* THE TASK:
Write out each line of the material again, word for word.

Dataset records about object locations:

◇ ◇ ◇

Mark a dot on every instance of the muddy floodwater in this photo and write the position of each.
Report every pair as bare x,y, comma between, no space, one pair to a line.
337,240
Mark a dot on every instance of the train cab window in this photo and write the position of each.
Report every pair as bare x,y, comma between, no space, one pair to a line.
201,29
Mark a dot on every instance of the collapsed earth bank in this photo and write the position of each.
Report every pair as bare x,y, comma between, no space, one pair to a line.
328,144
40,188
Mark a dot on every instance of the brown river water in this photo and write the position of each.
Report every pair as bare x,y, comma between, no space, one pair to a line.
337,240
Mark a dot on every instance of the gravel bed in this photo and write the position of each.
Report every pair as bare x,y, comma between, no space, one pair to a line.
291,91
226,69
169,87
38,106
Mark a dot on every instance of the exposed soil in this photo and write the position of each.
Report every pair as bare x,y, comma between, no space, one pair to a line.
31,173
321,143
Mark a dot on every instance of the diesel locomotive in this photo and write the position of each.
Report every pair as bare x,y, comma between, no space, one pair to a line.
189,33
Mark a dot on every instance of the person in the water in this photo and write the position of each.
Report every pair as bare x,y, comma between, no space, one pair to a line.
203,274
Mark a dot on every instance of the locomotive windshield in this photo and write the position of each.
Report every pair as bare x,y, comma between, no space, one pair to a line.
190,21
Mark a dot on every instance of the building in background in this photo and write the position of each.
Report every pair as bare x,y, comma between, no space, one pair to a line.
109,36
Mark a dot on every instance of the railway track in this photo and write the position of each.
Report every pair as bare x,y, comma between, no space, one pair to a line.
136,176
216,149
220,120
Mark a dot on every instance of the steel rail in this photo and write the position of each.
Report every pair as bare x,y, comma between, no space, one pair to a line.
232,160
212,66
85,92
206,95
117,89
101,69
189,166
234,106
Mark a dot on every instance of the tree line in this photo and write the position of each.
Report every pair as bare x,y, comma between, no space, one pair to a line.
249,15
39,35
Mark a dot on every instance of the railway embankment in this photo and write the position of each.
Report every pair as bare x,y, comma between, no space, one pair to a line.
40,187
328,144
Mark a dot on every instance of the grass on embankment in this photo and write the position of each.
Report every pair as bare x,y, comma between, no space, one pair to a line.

◇ ◇ ◇

* CORRECT RESULT:
Mark a dot on every instance of the muddy floodwater in this photo and write the position of each.
Report every pair as bare x,y, comma between, no space, one pair to a line.
337,240
Mark a dot on every instance of the train cab window in this photo and write the position of each.
Report every pair as bare x,y, comma between, no space, one pair to a line.
201,29
Mark a dot on every instance of the collapsed earth bank in this photo and write the position of each.
Report every pair as bare x,y, comma between, no space, one pair to a line.
328,144
40,188
Mark a dot on every instance of the brown river water in this photo and write the position of each.
Report every pair as bare x,y, comma between, no space, one pair to a line.
337,240
Mark a dot on every instance of the gravel bed in this photo and write the position of each.
Report every pair as bare x,y, comma between, no space, one pair to a line.
291,91
226,69
169,87
38,106
Mark a dot on every instance of the exposed soil in this photo and write the position of each.
Report every pair as bare x,y, comma between, no space, one pair to a line.
31,173
321,143
Mark a dot on every instance of the diesel locomotive in this photo and write the position of each.
Report every pair as bare x,y, comma between, no space, one pair to a line.
189,33
Mark a dot on every instance of the person in the water in this photo and write the position of each.
Report every pair as bare x,y, comma between, no space, one pair to a line.
203,274
Mark a dot on every instance of the locomotive windshield in this photo and write the position of each.
Report every pair as bare x,y, comma between, no space, one pair to a line.
190,21
Mark a dot on every instance of the building in background in this photo and write the position of each.
Report every pair as bare x,y, comma between, no space, one pair to a line.
109,36
Mark a dot on every instance of the railway track in this photo and write the position of each.
Report every pair as bare x,y, comma between, no space, one pair to a line.
136,176
216,149
220,120
Mark a dot on every instance of the steel rail in this photo and write the position of each.
Report every pair as bare x,y, comma between, no space, one pair to a line.
232,160
212,66
85,92
206,95
117,89
101,69
189,166
234,106
Mark a dot on every instance of the tree line in this photo and write the position of each.
Report every pair as bare x,y, comma between, no space, one pair to a line.
249,15
39,35
Mark a dot on every instance of the railway embankment in this photo and write the position of each.
Report every pair as bare x,y, comma between, no space, one pair to a line.
40,187
328,144
Mark a dot on every instance of the grass on embankment in this photo and write the position of each.
Report every pair as bare x,y, comma between, no space, one pair to a line.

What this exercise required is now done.